It is, of course, quite obvious, as stated by the President, that a dictatorship backed by force can be established whether the Parliament consists of one or of two Houses. No constitutional provisions can, of themselves, prevent revolution. But this Bill makes a dictatorship possible which is not backed by force. It makes it easy to establish dictatorial government in a constitutional manner without the use of force in the first instance. But, once established, such a dictatorship can rule by force because it will have the complete command of all the armed forces of the State as well as the control of the police and the Civil Service. That is what I mean when I say that this Bill makes dictatorship easy.

After the Bill was introduced the Government made a feeble and reluctant attempt to safeguard the independence of the judges, but it was quite impossible to do so without safeguarding the whole Constitution, which evidently the Government was not prepared to do. Its attitude was stated very frankly by the Minister for Industry and Commerce. He said that if it becomes necessary in the mind of the Government to exercise the power to remove judges, that power will be exercised. He also stated:—

"The majority in this Parliament is entitled to enact any legislation it likes."

[Items from a dataset]
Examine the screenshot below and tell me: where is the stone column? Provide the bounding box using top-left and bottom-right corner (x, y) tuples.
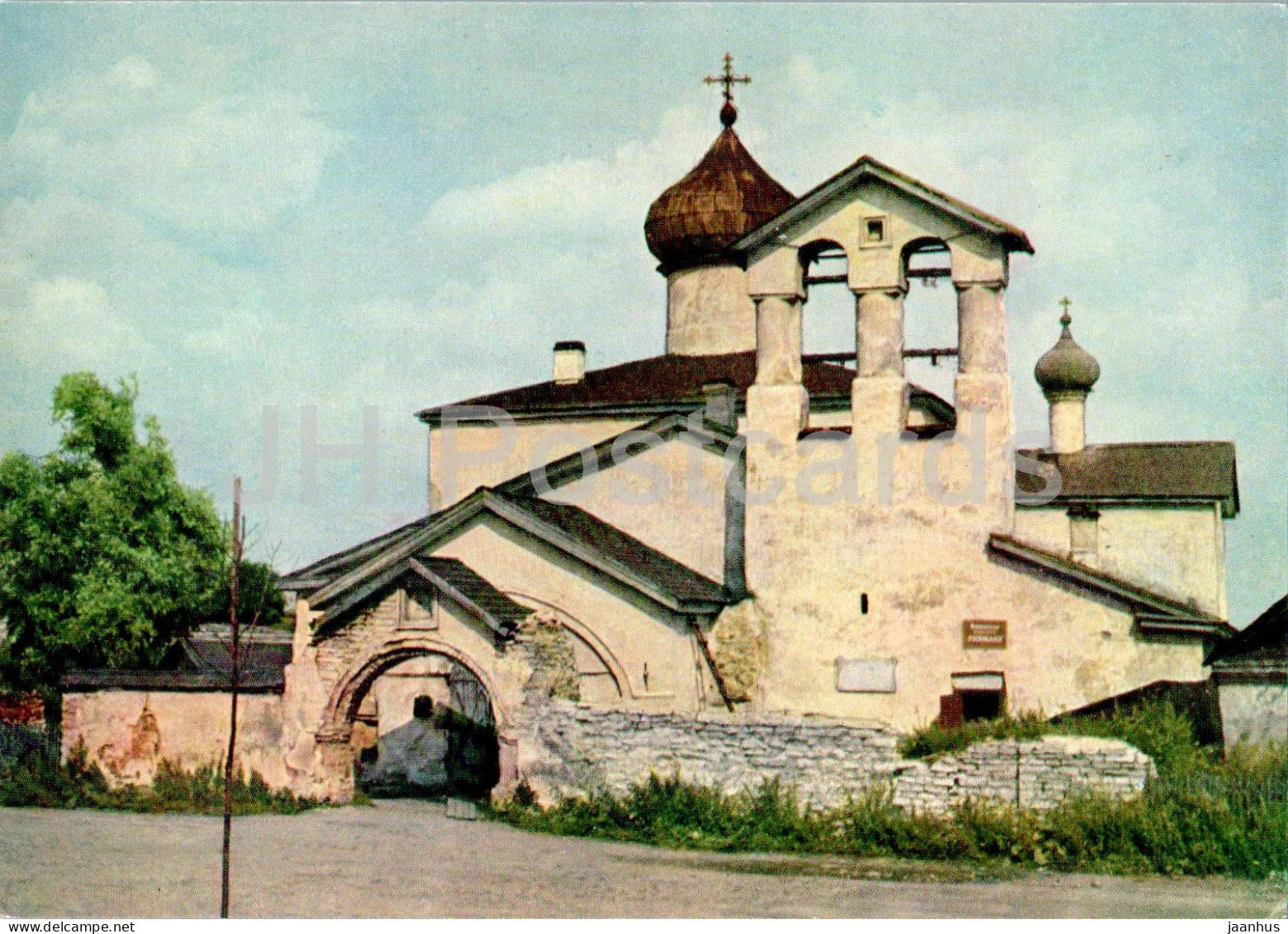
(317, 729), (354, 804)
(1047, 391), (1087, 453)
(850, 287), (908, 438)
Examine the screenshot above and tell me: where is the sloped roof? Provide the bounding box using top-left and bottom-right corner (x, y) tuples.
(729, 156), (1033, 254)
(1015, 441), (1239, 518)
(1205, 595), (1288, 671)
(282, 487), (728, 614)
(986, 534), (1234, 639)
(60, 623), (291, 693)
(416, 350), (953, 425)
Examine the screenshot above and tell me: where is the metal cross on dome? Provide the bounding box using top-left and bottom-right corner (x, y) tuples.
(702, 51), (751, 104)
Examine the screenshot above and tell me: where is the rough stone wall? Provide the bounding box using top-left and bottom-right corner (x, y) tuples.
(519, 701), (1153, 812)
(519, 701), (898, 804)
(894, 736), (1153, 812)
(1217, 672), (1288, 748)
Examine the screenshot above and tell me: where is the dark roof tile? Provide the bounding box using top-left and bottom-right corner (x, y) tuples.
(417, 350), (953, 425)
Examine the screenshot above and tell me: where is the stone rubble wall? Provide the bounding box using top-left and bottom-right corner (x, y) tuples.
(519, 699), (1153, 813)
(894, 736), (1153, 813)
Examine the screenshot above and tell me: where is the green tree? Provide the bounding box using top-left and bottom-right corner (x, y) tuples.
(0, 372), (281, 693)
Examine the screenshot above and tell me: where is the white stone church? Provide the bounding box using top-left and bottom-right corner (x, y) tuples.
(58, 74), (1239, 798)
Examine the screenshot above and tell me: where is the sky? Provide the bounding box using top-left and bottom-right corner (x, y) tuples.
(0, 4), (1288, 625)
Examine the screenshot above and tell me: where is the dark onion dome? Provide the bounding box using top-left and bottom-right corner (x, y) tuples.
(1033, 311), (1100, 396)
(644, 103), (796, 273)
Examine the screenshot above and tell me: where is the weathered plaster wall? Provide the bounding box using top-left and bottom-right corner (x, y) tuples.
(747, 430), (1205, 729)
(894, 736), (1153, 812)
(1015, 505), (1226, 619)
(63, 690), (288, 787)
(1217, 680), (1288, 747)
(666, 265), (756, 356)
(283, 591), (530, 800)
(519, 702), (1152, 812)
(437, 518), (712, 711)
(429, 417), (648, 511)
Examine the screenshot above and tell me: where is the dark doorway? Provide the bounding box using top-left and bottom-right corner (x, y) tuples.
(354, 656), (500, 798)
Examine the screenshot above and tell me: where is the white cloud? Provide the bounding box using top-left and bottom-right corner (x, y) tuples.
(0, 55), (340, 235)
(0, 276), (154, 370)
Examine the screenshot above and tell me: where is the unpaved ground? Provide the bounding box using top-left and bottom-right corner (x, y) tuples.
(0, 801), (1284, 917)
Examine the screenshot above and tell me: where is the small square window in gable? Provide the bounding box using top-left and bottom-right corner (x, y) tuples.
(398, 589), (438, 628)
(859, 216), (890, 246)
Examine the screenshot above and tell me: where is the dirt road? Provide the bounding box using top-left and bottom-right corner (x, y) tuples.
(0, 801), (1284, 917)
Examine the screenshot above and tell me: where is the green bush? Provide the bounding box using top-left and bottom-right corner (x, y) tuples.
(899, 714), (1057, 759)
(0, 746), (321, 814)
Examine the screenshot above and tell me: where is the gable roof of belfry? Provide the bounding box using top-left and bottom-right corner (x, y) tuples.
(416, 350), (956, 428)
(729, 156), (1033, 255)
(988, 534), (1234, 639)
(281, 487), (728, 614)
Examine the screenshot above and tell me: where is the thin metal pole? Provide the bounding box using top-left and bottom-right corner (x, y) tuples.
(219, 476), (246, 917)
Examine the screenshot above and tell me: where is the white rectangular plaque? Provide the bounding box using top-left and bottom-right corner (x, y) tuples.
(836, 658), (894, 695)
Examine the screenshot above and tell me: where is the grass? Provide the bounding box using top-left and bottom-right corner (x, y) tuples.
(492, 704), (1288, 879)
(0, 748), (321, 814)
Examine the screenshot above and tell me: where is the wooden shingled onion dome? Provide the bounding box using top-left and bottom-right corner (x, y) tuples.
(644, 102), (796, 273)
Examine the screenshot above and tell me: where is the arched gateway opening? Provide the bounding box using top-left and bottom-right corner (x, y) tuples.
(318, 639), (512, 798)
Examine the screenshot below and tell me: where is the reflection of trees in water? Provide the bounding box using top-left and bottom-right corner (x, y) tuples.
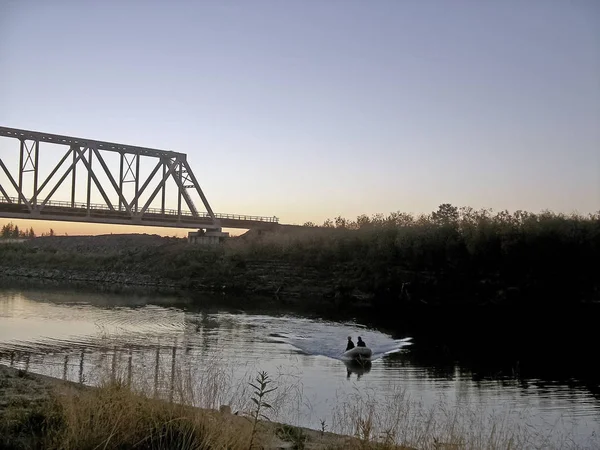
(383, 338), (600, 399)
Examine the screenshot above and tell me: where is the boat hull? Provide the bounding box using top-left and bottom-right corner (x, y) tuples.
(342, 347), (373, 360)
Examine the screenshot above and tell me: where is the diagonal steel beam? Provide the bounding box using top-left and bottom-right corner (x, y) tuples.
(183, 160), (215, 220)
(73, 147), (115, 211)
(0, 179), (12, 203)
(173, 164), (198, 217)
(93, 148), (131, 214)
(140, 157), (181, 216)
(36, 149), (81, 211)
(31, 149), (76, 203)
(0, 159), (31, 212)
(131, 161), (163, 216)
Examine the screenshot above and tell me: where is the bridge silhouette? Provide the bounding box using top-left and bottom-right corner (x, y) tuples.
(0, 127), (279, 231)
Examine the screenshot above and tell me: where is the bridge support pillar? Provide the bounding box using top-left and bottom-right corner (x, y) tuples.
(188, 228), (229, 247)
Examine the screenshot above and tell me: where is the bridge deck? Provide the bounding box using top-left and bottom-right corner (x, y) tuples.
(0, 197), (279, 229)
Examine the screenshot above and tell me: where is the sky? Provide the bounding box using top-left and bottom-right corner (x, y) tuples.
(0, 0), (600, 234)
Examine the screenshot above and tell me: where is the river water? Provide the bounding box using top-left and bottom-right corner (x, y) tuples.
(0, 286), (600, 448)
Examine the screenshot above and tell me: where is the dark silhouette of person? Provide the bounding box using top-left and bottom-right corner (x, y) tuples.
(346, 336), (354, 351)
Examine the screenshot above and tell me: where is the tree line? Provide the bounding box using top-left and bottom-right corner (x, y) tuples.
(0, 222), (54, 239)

...

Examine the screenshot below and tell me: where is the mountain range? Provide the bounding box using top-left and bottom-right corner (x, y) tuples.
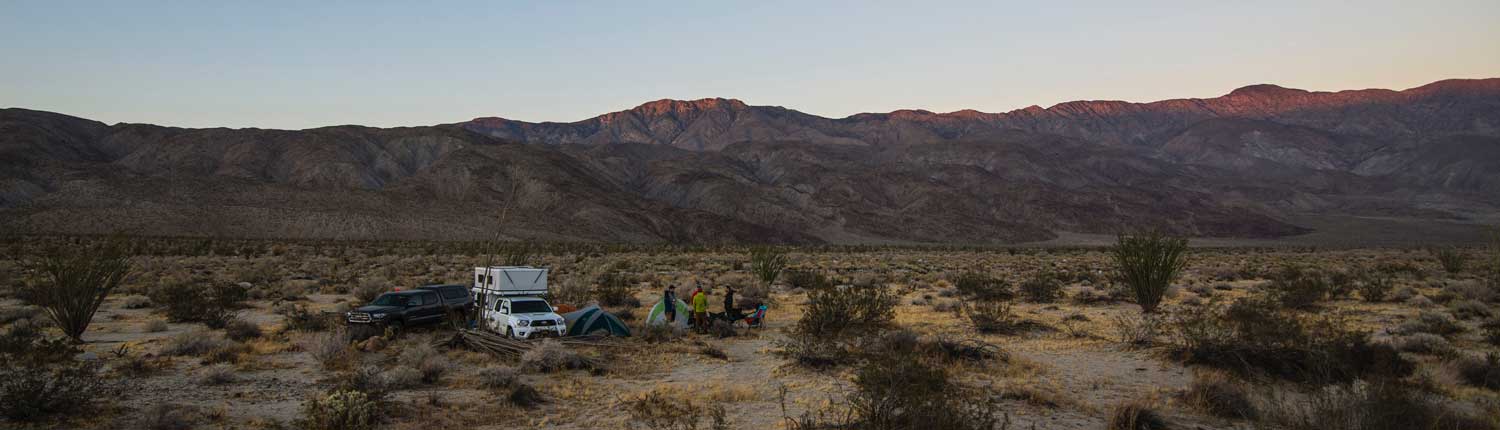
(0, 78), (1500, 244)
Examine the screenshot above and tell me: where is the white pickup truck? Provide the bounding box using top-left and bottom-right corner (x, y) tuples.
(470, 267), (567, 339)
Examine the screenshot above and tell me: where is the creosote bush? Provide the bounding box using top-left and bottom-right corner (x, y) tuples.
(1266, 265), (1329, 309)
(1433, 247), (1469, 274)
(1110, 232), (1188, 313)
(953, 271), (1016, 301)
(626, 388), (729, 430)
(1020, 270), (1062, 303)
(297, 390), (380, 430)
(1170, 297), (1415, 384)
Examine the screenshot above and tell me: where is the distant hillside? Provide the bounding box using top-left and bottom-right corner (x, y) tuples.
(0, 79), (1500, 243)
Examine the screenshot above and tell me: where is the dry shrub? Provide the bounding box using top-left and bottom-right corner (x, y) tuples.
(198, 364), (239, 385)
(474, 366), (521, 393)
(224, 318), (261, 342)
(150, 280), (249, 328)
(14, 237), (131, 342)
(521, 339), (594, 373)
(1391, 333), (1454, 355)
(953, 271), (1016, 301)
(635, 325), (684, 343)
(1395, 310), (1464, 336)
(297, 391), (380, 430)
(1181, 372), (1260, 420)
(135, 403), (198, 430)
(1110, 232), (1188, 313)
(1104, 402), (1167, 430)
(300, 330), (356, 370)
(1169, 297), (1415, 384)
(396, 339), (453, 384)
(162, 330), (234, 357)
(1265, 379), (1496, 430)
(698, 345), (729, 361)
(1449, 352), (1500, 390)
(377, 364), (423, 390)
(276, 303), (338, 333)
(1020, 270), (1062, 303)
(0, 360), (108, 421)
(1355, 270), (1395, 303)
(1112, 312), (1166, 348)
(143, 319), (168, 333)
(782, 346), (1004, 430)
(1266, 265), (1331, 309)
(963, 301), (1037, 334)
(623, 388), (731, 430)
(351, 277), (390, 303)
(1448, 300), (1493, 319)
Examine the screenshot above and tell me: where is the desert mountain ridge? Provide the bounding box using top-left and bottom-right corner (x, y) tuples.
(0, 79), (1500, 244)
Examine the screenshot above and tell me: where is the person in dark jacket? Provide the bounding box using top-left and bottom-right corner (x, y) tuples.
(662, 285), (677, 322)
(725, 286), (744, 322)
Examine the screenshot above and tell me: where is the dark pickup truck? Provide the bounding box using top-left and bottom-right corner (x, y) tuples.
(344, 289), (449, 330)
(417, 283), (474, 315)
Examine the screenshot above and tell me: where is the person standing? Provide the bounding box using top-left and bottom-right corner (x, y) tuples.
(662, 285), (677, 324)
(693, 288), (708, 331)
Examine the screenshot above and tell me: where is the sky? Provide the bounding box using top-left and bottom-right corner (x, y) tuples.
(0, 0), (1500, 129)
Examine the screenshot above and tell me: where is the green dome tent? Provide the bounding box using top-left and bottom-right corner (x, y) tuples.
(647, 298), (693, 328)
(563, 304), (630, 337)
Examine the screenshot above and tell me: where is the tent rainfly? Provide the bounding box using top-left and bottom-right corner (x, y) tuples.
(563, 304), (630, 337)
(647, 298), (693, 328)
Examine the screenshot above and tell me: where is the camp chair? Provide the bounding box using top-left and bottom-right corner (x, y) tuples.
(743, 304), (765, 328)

DIRECTION 1 →
Decide whether each statement agrees with the speech on the Bill. Answer yes or no for each, and quote the words of the speech that settle it.
(a) The speaker holds that constitutional provisions can, by themselves, prevent revolution.
(b) After the Bill was introduced, the Government attempted to safeguard the independence of the judges.
(c) The Minister for Industry and Commerce said the power to remove judges would never be used.
DIRECTION 2 →
Copy part of the speech on the Bill word for word. Begin at the words "It is, of course, quite" and stop after the words "makes dictatorship easy.".

OUTPUT 1 →
(a) No: "No constitutional provisions can, of themselves, prevent revolution."
(b) Yes: "After the Bill was introduced the Government made a feeble and reluctant attempt to safeguard the independence of the judges"
(c) No: "if it becomes necessary in the mind of the Government to exercise the power to remove judges, that power will be exercised."

OUTPUT 2 →
It is, of course, quite obvious, as stated by the President, that a dictatorship backed by force can be established whether the Parliament consists of one or of two Houses. No constitutional provisions can, of themselves, prevent revolution. But this Bill makes a dictatorship possible which is not backed by force. It makes it easy to establish dictatorial government in a constitutional manner without the use of force in the first instance. But, once established, such a dictatorship can rule by force because it will have the complete command of all the armed forces of the State as well as the control of the police and the Civil Service. That is what I mean when I say that this Bill makes dictatorship easy.